#### Challenge 1
In the mailing list post, how would you restate the quoted paragraph that begins "Actually, I think if the" more briefly while keeping its main facts?
#### Challenge 2
What is the Spanish translation of this sentence from the mailing list post: "Actually, I think if the (number of columns) * (number of rows) > 65535, then we can get this error."
#### Challenge 3
Retype the mailing list post's text precisely, starting at "Responses Re: Fdw" and ending at "an acceptable solution.".

#### Selection
┄┄┄┄┄┄

RE: Fdw batch insert error out when set batch_size > 65535 - Mailing list pgsql-hackers

From houzj.fnst@fujitsu.com
Subject RE: Fdw batch insert error out when set batch_size > 65535
Date
Msg-id OS0PR01MB5716BFBD760428859058FCBD94299@OS0PR01MB5716.jpnprd01.prod.outlook.com
Whole thread Raw
In response to Re: Fdw batch insert error out when set batch_size > 65535  (Bharath Rupireddy <bharath.rupireddyforpostgres@gmail.com>)
Responses Re: Fdw batch insert error out when set batch_size > 65535
List pgsql-hackers
From: Bharath Rupireddy <bharath.rupireddyforpostgres@gmail.com>
Sent: Friday, May 21, 2021 1:42 PM
> On Fri, May 21, 2021 at 8:18 AM houzj.fnst@fujitsu.com
> <houzj.fnst@fujitsu.com> wrote:
> > Actually, I think if the (number of columns) * (number of rows) >
> > 65535, then we can get this error. But, I think almost no one will set
> > such a large value, so I think adjust the batch_size automatically when doing
> INSERT seems an acceptable solution.

┄┄┄┄┄┄

#### Dataset extract
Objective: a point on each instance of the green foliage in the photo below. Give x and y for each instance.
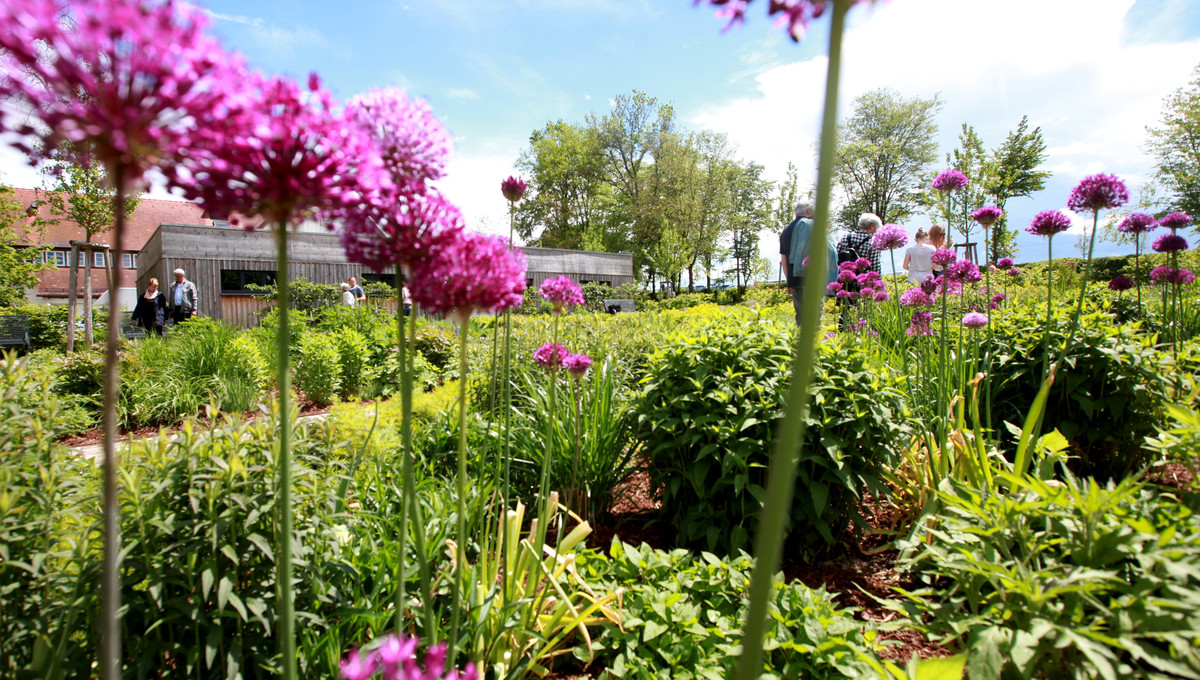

┄┄┄┄┄┄

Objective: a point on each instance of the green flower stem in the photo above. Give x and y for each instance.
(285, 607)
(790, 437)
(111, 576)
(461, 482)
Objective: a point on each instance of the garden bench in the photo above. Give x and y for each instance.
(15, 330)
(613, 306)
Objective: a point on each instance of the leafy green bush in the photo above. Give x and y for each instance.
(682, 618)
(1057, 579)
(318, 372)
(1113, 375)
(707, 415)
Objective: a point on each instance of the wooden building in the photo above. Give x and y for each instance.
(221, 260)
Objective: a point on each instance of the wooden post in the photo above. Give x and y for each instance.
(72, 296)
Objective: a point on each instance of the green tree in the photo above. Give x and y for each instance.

┄┄┄┄┄┄

#### Correct output 1
The error can occur when the number of columns multiplied by the number of rows exceeds 65535. Since almost no one sets such a large value, automatically adjusting batch_size during INSERT seems an acceptable solution.

#### Correct output 2
En realidad, creo que si el (número de columnas) * (número de filas) > 65535, entonces podemos obtener este error.

#### Correct output 3
Responses Re: Fdw batch insert error out when set batch_size > 65535
List pgsql-hackers
From: Bharath Rupireddy <bharath.rupireddyforpostgres@gmail.com>
Sent: Friday, May 21, 2021 1:42 PM
> On Fri, May 21, 2021 at 8:18 AM houzj.fnst@fujitsu.com
> <houzj.fnst@fujitsu.com> wrote:
> > Actually, I think if the (number of columns) * (number of rows) >
> > 65535, then we can get this error. But, I think almost no one will set
> > such a large value, so I think adjust the batch_size automatically when doing
> INSERT seems an acceptable solution.